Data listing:
^^^^^^^^

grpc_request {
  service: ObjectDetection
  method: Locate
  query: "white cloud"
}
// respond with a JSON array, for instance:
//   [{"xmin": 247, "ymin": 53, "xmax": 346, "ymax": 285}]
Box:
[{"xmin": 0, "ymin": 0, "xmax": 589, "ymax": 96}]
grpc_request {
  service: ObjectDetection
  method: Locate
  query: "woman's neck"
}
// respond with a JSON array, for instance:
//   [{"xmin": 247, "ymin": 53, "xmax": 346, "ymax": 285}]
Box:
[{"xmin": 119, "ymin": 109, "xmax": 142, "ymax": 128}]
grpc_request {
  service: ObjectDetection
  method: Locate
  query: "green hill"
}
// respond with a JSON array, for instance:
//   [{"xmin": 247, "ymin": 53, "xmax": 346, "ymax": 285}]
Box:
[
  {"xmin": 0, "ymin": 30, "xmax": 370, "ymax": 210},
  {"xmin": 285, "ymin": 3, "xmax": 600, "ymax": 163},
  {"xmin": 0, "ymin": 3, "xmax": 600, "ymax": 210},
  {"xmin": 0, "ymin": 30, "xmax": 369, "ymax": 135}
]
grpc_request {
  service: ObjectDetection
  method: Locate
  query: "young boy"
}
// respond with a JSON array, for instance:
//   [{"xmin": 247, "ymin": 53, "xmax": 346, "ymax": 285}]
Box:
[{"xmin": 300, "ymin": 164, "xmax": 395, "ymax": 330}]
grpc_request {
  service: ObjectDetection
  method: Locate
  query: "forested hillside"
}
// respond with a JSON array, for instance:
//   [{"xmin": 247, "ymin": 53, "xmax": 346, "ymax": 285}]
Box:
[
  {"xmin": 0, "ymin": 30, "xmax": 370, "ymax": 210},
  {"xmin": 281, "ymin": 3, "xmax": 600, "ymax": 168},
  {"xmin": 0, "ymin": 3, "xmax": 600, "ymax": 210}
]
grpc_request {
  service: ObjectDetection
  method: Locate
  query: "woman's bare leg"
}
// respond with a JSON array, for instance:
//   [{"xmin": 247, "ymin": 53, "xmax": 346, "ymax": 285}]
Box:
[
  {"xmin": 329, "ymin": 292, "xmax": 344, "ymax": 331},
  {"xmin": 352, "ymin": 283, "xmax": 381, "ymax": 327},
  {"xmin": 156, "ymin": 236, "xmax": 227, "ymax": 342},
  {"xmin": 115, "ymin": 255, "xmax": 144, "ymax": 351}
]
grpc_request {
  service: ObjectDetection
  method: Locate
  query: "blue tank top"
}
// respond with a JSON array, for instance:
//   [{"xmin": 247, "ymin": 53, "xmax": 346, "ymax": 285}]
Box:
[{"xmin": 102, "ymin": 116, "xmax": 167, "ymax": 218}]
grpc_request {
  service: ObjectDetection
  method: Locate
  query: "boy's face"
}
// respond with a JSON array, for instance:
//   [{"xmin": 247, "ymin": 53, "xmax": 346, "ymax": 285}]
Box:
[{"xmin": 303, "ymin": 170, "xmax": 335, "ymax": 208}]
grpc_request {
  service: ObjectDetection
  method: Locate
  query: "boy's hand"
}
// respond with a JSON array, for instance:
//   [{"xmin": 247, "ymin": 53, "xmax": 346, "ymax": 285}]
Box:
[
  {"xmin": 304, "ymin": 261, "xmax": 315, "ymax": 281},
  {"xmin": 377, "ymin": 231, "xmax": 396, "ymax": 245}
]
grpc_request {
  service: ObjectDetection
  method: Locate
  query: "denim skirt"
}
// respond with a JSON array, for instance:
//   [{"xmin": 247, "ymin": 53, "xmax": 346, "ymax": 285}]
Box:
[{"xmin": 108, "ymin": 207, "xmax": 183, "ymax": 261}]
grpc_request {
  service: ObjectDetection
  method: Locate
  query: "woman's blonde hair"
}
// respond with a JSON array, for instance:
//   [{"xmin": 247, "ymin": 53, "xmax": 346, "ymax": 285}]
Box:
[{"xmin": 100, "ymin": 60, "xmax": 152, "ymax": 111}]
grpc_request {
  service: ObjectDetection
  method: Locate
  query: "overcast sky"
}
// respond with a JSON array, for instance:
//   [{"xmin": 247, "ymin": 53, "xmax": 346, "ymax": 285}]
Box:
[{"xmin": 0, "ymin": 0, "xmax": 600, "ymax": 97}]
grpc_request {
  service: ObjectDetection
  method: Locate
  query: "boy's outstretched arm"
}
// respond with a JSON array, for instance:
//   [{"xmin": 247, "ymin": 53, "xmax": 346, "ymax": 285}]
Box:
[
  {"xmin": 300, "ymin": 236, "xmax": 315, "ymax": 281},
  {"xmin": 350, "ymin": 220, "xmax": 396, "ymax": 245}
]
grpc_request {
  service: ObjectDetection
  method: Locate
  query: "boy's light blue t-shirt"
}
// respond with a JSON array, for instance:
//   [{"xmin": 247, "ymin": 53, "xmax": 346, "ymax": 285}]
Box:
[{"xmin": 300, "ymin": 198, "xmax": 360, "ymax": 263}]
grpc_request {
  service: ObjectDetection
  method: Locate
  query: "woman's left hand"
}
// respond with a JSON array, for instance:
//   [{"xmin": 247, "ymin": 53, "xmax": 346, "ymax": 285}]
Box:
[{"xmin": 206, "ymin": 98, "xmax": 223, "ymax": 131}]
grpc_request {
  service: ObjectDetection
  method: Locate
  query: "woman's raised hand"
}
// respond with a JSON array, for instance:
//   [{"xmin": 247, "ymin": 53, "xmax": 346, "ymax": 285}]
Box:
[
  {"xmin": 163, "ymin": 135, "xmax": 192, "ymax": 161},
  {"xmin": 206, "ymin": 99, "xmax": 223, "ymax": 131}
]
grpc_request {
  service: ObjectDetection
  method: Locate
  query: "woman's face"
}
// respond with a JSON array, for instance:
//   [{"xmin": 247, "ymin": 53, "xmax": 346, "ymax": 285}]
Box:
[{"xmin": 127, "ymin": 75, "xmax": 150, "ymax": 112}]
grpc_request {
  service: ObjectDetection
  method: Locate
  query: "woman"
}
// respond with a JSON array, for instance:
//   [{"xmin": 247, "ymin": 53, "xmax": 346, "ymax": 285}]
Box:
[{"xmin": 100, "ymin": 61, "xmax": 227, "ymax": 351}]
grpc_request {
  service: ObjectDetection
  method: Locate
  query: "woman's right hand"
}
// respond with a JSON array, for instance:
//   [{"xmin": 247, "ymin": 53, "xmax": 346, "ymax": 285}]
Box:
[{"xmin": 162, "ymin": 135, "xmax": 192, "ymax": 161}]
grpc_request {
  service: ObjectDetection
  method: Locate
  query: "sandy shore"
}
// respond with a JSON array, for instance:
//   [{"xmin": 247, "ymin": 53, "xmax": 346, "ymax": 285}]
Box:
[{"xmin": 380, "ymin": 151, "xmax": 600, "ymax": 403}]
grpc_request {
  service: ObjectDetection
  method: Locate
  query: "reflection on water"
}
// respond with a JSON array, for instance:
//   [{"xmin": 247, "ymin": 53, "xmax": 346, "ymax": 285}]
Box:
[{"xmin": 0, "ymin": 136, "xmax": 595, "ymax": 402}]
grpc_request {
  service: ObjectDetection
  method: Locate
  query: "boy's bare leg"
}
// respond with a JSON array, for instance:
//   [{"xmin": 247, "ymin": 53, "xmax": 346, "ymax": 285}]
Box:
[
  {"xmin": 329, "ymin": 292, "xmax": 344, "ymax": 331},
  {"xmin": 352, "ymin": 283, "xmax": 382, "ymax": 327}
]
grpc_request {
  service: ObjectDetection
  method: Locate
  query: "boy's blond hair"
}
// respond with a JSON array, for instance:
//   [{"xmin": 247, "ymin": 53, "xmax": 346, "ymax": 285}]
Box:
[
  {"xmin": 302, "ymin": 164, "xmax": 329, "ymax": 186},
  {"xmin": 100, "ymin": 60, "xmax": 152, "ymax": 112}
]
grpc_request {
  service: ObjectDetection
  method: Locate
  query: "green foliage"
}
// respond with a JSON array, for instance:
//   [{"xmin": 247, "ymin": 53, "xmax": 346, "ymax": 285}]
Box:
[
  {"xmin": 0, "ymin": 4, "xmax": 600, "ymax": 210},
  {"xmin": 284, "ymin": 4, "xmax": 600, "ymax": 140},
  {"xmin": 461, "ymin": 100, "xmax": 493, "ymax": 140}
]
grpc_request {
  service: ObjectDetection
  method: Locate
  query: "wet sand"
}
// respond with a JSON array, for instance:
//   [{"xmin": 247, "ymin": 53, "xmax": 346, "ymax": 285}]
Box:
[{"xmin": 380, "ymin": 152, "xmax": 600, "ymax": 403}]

^^^^^^^^

Pull out each line of the listing above that contains the string "hair", and copy those lines. Matches must have the same uppercase and lowercase letters.

  query: "woman's blonde hair"
  query: "boy's blond hair"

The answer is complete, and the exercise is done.